Saved data entries:
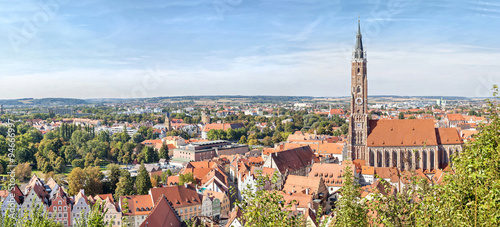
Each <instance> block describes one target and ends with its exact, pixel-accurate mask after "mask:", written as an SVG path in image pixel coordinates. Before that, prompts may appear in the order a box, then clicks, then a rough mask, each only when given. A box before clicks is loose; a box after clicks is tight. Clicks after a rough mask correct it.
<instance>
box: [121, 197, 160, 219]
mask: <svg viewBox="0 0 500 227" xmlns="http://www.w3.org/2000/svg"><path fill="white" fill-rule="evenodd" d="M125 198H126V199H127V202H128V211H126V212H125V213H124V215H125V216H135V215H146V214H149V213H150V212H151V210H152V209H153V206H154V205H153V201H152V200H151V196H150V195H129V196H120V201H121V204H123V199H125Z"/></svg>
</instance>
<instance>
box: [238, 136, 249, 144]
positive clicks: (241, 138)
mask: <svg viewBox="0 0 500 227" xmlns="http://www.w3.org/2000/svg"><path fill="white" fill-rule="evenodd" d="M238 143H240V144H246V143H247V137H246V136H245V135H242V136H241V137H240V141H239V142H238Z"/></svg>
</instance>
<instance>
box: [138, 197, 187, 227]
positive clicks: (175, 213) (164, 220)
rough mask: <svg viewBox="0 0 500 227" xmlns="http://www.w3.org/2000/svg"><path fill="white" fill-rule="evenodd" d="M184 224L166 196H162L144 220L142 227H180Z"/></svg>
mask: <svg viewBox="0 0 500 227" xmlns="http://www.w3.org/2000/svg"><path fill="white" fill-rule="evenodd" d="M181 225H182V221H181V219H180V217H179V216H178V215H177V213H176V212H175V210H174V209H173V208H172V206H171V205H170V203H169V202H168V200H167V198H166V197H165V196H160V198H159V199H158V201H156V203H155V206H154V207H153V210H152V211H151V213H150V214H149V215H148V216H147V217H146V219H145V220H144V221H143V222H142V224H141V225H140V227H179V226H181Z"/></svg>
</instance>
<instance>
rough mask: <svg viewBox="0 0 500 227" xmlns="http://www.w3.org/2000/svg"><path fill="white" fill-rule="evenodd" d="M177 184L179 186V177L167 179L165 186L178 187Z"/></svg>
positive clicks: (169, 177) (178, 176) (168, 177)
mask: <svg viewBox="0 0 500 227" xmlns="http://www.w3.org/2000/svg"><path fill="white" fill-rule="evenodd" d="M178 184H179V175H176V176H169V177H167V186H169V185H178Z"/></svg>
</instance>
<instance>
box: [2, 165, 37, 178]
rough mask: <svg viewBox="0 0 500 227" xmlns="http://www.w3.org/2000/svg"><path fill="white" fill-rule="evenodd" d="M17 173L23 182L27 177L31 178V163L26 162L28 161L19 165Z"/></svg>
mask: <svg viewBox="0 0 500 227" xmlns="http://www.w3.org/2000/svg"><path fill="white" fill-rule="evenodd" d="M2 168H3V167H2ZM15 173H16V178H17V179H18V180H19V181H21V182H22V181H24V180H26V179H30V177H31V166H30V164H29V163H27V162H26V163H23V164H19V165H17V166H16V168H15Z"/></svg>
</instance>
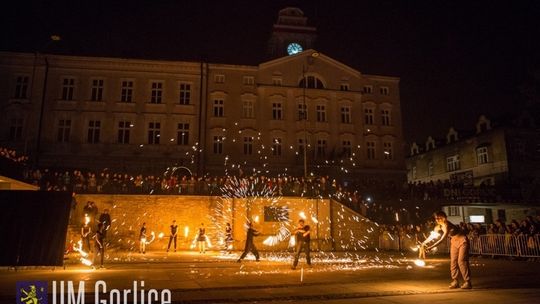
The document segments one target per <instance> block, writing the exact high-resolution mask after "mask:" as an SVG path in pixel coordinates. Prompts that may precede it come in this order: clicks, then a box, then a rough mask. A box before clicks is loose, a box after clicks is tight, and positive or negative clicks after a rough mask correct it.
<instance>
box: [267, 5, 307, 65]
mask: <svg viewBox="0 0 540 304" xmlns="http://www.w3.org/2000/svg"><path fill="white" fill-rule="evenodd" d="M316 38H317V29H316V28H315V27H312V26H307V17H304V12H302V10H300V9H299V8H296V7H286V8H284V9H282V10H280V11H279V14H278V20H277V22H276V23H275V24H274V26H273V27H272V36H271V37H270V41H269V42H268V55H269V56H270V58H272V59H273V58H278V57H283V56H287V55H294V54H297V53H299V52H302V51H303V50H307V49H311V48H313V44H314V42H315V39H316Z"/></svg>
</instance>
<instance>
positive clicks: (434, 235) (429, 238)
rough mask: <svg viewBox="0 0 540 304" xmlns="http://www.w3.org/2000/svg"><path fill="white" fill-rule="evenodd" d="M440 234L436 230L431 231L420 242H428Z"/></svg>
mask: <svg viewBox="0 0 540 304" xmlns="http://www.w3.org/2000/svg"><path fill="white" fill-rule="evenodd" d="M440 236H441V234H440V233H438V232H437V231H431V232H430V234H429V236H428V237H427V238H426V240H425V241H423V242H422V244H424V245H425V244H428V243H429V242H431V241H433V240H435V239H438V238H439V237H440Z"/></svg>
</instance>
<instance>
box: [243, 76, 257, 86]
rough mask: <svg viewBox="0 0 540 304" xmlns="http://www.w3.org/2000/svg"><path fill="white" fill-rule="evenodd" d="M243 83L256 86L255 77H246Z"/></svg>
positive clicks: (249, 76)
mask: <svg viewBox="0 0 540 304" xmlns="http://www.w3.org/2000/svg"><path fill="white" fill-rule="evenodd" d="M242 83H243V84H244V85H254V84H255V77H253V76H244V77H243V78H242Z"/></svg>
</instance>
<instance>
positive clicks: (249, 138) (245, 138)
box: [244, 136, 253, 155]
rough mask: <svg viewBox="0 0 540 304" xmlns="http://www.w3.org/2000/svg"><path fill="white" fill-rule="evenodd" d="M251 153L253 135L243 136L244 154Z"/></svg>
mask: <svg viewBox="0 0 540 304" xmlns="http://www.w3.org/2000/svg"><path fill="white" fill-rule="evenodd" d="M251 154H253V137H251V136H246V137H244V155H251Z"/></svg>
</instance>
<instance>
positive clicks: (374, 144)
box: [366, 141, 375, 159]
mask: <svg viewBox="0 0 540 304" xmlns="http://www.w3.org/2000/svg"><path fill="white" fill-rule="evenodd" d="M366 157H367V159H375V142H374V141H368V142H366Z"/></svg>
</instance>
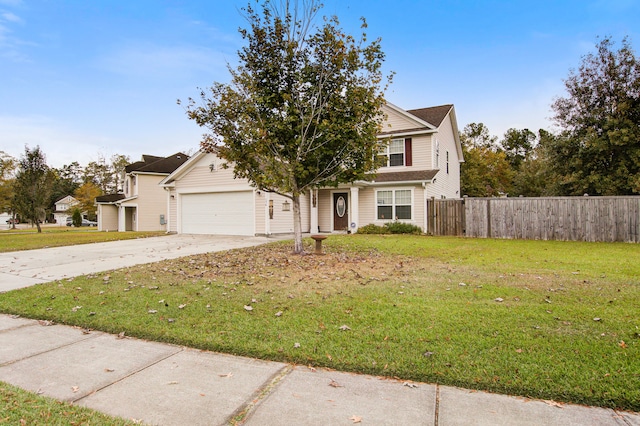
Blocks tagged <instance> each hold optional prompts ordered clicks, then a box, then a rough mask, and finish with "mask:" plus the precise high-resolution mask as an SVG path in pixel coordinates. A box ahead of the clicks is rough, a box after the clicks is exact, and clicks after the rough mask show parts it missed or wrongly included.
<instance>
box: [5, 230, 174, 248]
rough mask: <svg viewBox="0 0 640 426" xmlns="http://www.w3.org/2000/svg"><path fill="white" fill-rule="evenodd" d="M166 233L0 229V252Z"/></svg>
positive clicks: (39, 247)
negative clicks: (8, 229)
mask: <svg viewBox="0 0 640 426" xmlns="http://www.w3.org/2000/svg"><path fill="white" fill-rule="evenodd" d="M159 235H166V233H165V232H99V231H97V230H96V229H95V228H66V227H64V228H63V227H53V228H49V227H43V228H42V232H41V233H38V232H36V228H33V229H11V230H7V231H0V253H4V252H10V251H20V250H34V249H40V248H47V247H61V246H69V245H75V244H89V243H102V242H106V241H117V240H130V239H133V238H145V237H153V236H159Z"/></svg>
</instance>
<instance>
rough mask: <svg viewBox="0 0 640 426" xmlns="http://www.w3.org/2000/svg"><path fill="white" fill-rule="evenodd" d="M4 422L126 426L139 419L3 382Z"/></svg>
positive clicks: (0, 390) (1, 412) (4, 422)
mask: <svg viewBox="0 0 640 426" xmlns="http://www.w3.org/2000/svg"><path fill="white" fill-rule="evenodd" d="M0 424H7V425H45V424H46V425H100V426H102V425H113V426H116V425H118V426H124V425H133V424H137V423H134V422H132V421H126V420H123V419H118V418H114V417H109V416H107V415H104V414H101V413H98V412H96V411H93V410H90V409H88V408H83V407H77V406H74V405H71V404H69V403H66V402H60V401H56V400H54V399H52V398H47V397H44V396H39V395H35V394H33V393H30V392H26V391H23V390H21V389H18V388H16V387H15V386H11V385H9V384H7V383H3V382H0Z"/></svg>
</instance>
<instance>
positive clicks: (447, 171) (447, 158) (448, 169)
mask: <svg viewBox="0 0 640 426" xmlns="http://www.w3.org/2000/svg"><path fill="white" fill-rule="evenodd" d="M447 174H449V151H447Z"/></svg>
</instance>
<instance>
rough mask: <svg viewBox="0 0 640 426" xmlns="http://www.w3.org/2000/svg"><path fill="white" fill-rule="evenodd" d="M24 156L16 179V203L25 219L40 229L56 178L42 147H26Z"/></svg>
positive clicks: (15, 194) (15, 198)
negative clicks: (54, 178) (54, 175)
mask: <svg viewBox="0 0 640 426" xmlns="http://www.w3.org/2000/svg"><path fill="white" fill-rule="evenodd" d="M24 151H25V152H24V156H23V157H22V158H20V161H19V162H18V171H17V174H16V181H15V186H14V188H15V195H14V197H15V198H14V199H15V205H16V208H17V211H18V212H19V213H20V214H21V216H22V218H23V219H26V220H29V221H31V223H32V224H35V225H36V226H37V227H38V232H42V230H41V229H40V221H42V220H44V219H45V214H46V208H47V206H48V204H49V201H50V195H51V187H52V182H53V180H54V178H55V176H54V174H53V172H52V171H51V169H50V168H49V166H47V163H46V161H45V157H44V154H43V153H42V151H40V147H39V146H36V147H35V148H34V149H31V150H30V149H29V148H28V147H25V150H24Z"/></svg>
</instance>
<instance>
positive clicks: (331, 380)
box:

REQUIRED WORK. Once the line containing "box: [238, 136, 249, 144]" has been located, transcribe exactly and only every line from the first line of the entries through it, excluding pictures.

SOLUTION.
Each <instance> block describes one target and ends with its exact, pixel-accurate mask after "mask:", written as an SVG path in image pixel coordinates. Before that, prompts may appear in the order a box, then clicks, then a rough mask, each only when given. A box before clicks is loose; a box after clicks is tight. Clicks after a rough mask correct it.
<instance>
box: [121, 197, 160, 219]
mask: <svg viewBox="0 0 500 227" xmlns="http://www.w3.org/2000/svg"><path fill="white" fill-rule="evenodd" d="M125 198H126V199H127V202H128V211H126V212H125V213H124V215H125V216H135V215H146V214H149V213H150V212H151V210H152V209H153V206H154V205H153V201H152V200H151V196H150V195H129V196H120V201H121V204H123V199H125Z"/></svg>
</instance>
<instance>
box: [238, 136, 249, 144]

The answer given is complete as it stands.